What this task involves — Rewrite all of the lines below, changing every "tile" to "image" and keeping everything else unchanged. Leave the pictures out.

Recorded data —

------------------------------------------------------------------------

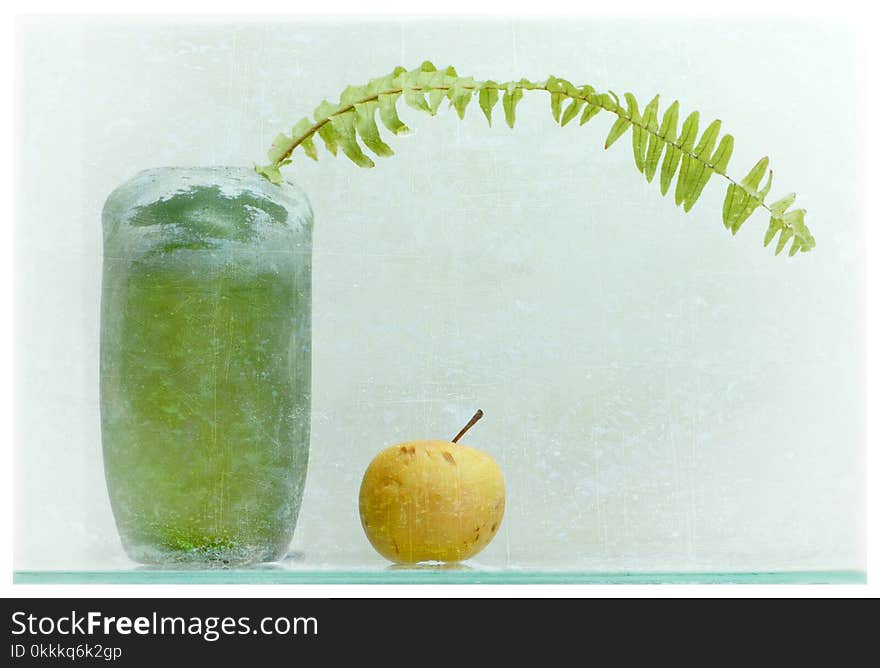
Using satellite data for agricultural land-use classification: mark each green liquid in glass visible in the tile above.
[101,168,312,564]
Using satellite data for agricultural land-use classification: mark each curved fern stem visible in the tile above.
[255,62,816,255]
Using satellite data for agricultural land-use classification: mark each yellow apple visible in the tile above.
[360,411,504,563]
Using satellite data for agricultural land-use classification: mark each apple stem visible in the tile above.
[452,408,483,443]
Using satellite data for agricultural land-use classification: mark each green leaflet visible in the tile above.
[379,93,409,135]
[642,95,663,183]
[449,77,474,119]
[480,81,498,127]
[501,84,523,128]
[624,93,648,173]
[330,111,375,167]
[354,100,394,158]
[559,97,586,127]
[262,61,816,255]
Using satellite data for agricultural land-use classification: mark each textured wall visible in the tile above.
[15,20,864,570]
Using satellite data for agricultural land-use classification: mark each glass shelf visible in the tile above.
[13,566,867,584]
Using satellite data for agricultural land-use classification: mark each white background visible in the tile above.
[3,1,876,600]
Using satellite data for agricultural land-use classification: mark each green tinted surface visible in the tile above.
[14,567,867,584]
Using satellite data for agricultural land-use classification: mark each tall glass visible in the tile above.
[101,167,312,564]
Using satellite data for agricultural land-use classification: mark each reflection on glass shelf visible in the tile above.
[13,561,866,584]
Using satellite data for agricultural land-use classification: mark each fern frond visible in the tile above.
[255,61,816,255]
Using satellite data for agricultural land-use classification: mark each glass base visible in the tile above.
[13,562,867,584]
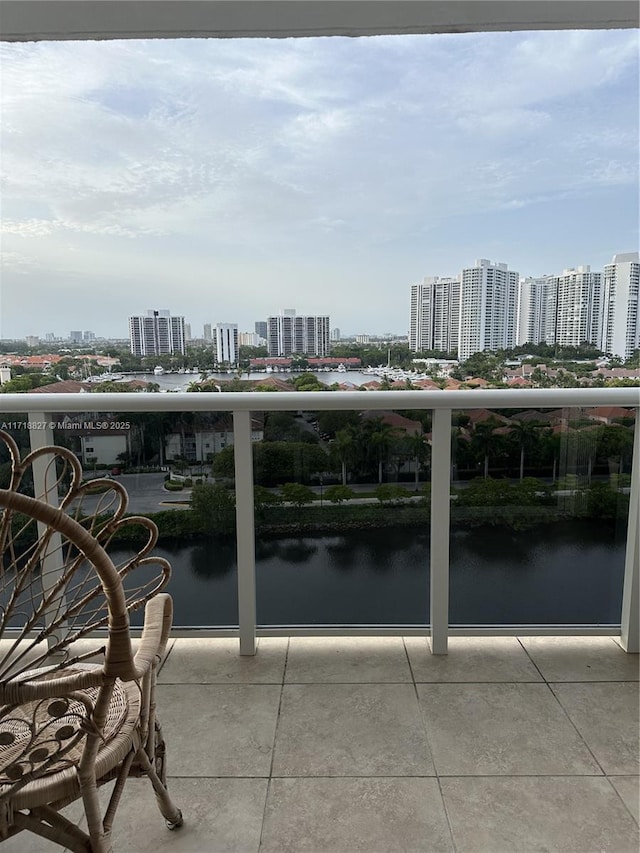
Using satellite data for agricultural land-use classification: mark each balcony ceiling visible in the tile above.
[0,0,639,41]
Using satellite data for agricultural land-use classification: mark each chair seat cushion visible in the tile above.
[0,664,140,808]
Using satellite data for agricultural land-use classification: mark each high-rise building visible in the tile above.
[458,258,518,361]
[554,264,604,347]
[238,332,264,347]
[267,308,330,358]
[409,276,460,352]
[214,323,238,365]
[516,275,558,346]
[601,252,640,358]
[129,310,185,355]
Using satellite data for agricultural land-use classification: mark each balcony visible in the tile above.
[3,636,639,853]
[0,388,640,853]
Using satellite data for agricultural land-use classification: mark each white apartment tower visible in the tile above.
[516,275,557,346]
[129,310,185,355]
[409,276,460,352]
[600,252,640,358]
[215,323,238,365]
[267,308,329,358]
[458,258,518,361]
[554,264,603,347]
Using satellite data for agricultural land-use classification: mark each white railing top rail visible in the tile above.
[0,387,640,413]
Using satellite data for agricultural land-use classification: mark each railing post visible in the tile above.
[233,411,256,655]
[620,408,640,652]
[27,412,64,648]
[431,409,451,655]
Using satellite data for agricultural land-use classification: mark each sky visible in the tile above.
[0,30,639,338]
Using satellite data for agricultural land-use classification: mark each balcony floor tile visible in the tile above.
[101,777,267,853]
[418,684,602,776]
[285,637,412,684]
[609,776,640,823]
[159,637,289,684]
[405,637,542,682]
[273,684,435,776]
[521,637,640,681]
[440,776,639,853]
[0,637,639,853]
[260,779,453,853]
[551,682,640,776]
[157,684,281,777]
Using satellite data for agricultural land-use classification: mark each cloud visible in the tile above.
[0,31,638,331]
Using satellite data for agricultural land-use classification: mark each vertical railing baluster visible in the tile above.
[27,412,64,648]
[431,409,451,655]
[620,408,640,652]
[233,411,256,655]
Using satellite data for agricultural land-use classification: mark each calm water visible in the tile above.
[124,370,379,391]
[116,522,625,626]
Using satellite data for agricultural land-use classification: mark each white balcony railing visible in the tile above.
[0,388,640,654]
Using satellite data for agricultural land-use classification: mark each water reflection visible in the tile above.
[111,521,625,626]
[189,539,236,578]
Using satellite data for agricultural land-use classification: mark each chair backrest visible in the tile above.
[0,431,171,702]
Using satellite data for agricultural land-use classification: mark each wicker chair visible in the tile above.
[0,431,182,853]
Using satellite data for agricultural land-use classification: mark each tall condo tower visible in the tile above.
[458,258,518,361]
[409,276,460,352]
[601,252,640,358]
[516,275,557,346]
[129,310,185,355]
[215,323,238,365]
[267,308,329,358]
[555,264,603,347]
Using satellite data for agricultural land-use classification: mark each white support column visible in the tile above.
[27,412,63,648]
[27,412,59,506]
[233,411,256,655]
[431,409,451,655]
[620,408,640,652]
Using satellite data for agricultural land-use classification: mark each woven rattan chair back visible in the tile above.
[0,431,181,853]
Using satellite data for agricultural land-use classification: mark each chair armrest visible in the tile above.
[133,592,173,678]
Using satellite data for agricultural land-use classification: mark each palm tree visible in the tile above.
[471,422,502,480]
[331,427,356,486]
[509,420,539,482]
[407,433,431,492]
[365,418,397,484]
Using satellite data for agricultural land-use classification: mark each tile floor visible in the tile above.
[2,637,640,853]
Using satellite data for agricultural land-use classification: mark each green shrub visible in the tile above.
[374,483,410,506]
[324,486,356,504]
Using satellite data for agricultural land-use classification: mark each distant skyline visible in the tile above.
[0,30,639,339]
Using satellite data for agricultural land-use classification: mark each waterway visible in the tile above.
[116,521,625,626]
[123,370,377,391]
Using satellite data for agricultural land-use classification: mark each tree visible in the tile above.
[407,433,431,492]
[191,483,236,536]
[509,420,539,482]
[471,421,504,480]
[363,418,397,483]
[331,427,356,486]
[324,486,355,504]
[280,483,315,508]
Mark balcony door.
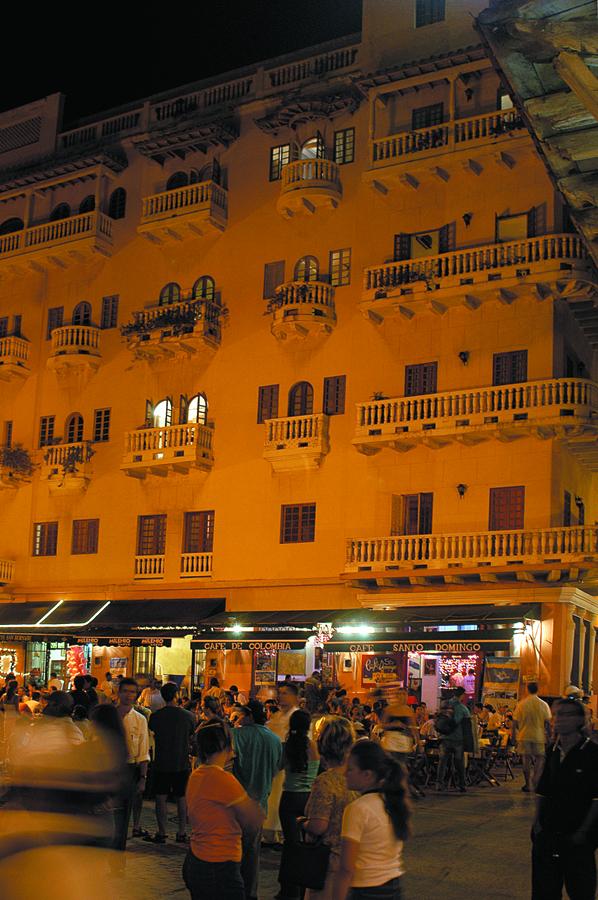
[488,485,525,531]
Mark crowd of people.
[0,673,598,900]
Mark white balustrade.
[364,234,587,291]
[52,325,100,355]
[356,378,598,436]
[142,181,227,222]
[181,553,213,578]
[135,554,165,578]
[346,525,598,571]
[0,559,15,584]
[371,109,524,165]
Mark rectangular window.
[264,259,284,300]
[329,247,351,287]
[39,416,56,447]
[257,384,278,425]
[322,375,347,416]
[280,503,316,544]
[401,493,434,534]
[334,128,355,166]
[492,350,527,385]
[405,362,438,397]
[46,306,64,341]
[32,522,58,556]
[415,0,445,28]
[71,519,100,555]
[270,144,291,181]
[93,409,110,443]
[137,514,166,556]
[488,485,525,531]
[100,294,118,328]
[411,103,444,131]
[183,509,214,553]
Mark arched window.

------------------------------------------------------------------------

Final answer —
Using satellite data for agricultural land-use classification: mark each green liquid in glass visible in the image above.
[101,168,312,564]
Using satellite data for agricultural land-use classification: mark each curved fern stem visible in the image above.
[255,62,816,255]
Using satellite data for agricultural land-use classification: mark each yellow apple visible in the image above.
[360,411,504,563]
Using satellite data for agricultural land-use classification: mark each apple stem visible in the image above.
[452,408,483,443]
Using satellite data for agricultural land-use classification: mark each green leaflet visible in the image above.
[379,93,409,135]
[642,95,663,183]
[449,77,474,119]
[480,81,498,127]
[501,84,523,128]
[624,93,648,173]
[330,111,375,167]
[354,100,394,158]
[559,97,586,127]
[262,61,816,255]
Using satellite data for agricultural land-use classification: mark each textured wall visible in the image above.
[15,20,864,570]
Using satellite data for agricultural land-use classification: mark each glass shelf visible in the image above.
[13,566,867,584]
Using satellite data for agricultural land-use classification: mark each white background visible in the image above.
[3,1,876,600]
Using satellite data for agricultural land-use classification: mark each green tinted surface visible in the image above.
[14,567,867,584]
Using satellite data for agricultural land-use classification: mark each tall glass visible in the image above.
[101,167,312,564]
Using satellite data for agricultural land-use classification: mark each reflection on glass shelf visible in the image above.
[13,561,866,584]
Using satellite data for agricultural land-use classification: mark each fern frond visible in the image above.
[255,61,816,255]
Using satellite data for agricultural land-use classification: mark each glass base visible in the image above.
[13,562,867,584]
Using satellite data for agricultural land-use classification: mark each balcony ceiling visible in the image above.
[0,0,639,41]
Using satellite data for agricultural land-use classification: mark each chair seat cushion visible in the image above.
[0,664,140,808]
Using satellite data for agricultural land-use classification: mark each high-rise building visible in the image above.
[458,258,518,361]
[554,264,604,347]
[238,332,264,347]
[267,308,330,358]
[409,276,460,352]
[214,323,238,365]
[516,275,558,346]
[601,252,640,358]
[129,310,185,355]
Using satellite data for agricultural land-use classification: mark each balcony visible in the image above.
[3,636,639,853]
[0,388,640,853]
Using satellite data for agricultural land-use classification: mark each white apartment tower visible in the image above.
[516,275,557,346]
[129,310,185,355]
[409,276,460,352]
[600,252,640,358]
[215,323,238,365]
[267,308,329,358]
[458,258,518,361]
[554,264,603,347]
Using satellite data for agricultural land-use classification: mark each white railing top rail visible in the image above.
[0,387,640,413]
Using satellite data for agricultural land-use classification: mark each railing post visible in the image above.
[233,411,256,655]
[620,408,640,652]
[27,412,64,648]
[431,409,451,655]
Using satellite data for agricultural land-use classification: mark each sky visible in the image above.
[0,30,639,338]
Using satellite data for agricultural land-use classification: mark each balcony floor image visible in the image above.
[101,777,267,853]
[418,684,602,776]
[285,637,412,684]
[609,776,640,823]
[159,637,289,684]
[405,637,542,682]
[273,684,435,776]
[521,637,640,681]
[440,776,639,853]
[0,637,639,853]
[260,779,453,853]
[551,682,640,776]
[157,684,281,777]
Using satellite data for agricultural land-use classification: mark each cloud visible in the image above.
[0,31,638,331]
Using satellite data for agricultural land-use classification: mark each vertical railing baluster visible in the image above.
[27,412,64,648]
[431,409,451,655]
[620,408,640,652]
[233,411,256,655]
Using satellite data for agricultural land-use classification: mark each calm water visible in the image above.
[124,370,379,391]
[116,522,625,626]
Using satellite data for agricultural land-use classification: mark each white balcony railing visible in the image above.
[0,388,640,654]
Using satellite data for agricultural land-use classification: mark each water reflection visible in the image above.
[111,521,625,626]
[189,539,236,578]
Using satellite data for agricultural land-use classification: mark each chair backrest visible in the image above.
[0,431,171,702]
Using satellite data for agricultural land-use classification: mark each wicker chair visible in the image above.
[0,431,182,853]
Using satellite data for agricultural land-use classification: mark each tall condo tower visible in the image above.
[458,258,518,361]
[409,276,460,352]
[601,252,640,358]
[516,275,557,346]
[129,310,185,355]
[215,323,238,365]
[267,308,329,358]
[555,264,603,347]
Using satellite data for agricultural land-use classification: mark each white support column visible in the image above.
[27,412,63,648]
[27,412,59,506]
[233,411,256,655]
[431,409,451,655]
[620,408,640,652]
Using satellite data for agricultural land-use classification: mark each woven rattan chair back visible in the image above.
[0,431,181,853]
Using satellite data for agricultural land-use classification: mark each chair armrest visible in the image above.
[133,592,173,678]
Using satellite data for agricultural land-use classification: mark each palm tree visible in the image above.
[471,422,502,480]
[331,427,356,486]
[509,420,539,482]
[407,433,431,492]
[365,418,397,484]
Using satellite data for agricultural land-use classification: mark each image floor visible in the image above.
[2,637,640,853]
Using satellite data for agricultural land-use classification: mark each green shrub visible in the image above.
[374,483,410,506]
[324,486,356,504]
Using satellite data for agricultural land-use classification: mark each distant skyline visible in the image above.
[0,30,639,339]
Using satellite data for agricultural land-use classification: mark each waterway visible in the image above.
[116,521,625,626]
[123,370,377,391]
Using satellite data for agricultural land-use classification: mark each tree visible in the image above.
[407,433,431,492]
[191,483,236,536]
[509,420,539,482]
[471,421,504,480]
[363,418,397,483]
[331,427,356,486]
[324,486,355,504]
[280,483,315,508]
Mark balcony door.
[488,485,525,531]
Mark crowd of people.
[0,673,598,900]
Mark white balustrade.
[364,234,587,291]
[52,325,100,355]
[356,378,598,436]
[142,181,227,222]
[181,553,213,578]
[135,554,165,578]
[346,525,598,571]
[0,559,15,584]
[371,109,524,165]
Mark rectangular window.
[264,259,284,300]
[329,247,351,287]
[39,416,56,447]
[257,384,278,425]
[322,375,347,416]
[280,503,316,544]
[401,493,434,534]
[334,128,355,166]
[492,350,527,385]
[405,362,438,397]
[46,306,64,341]
[32,522,58,556]
[415,0,445,28]
[71,519,100,555]
[270,144,291,181]
[93,409,110,443]
[137,514,166,556]
[488,485,525,531]
[100,294,118,328]
[411,103,444,131]
[183,509,214,553]
Mark arched window.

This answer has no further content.